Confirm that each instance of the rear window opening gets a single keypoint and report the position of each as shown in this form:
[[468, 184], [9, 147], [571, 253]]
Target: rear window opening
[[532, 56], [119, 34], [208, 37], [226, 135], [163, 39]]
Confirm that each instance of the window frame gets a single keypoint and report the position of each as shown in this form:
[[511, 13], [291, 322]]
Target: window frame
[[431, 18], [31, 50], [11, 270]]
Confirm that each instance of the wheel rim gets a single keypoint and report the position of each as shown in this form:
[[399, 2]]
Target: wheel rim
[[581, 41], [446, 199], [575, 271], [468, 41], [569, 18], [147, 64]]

Exercise instructions - Without changing a word, print all of the entries above.

Result for this exercise -
Confirm that each instance of the rear window opening gets a single keypoint and report the position of each as shown in this form:
[[468, 184], [9, 147], [571, 253]]
Target: rear window opening
[[532, 56], [119, 34], [208, 37], [226, 135], [163, 39]]
Confirm that each instance of the window frame gets a single keypoint and report the position of each as shown in this form:
[[511, 13], [291, 322]]
Target: window frame
[[431, 18], [31, 50], [11, 270]]
Confirm that each instance of the wheel rim gets a single keypoint and report the position of each as shown in this form:
[[399, 2]]
Target: wheel rim
[[581, 41], [446, 199], [575, 271], [468, 41], [569, 18], [147, 64]]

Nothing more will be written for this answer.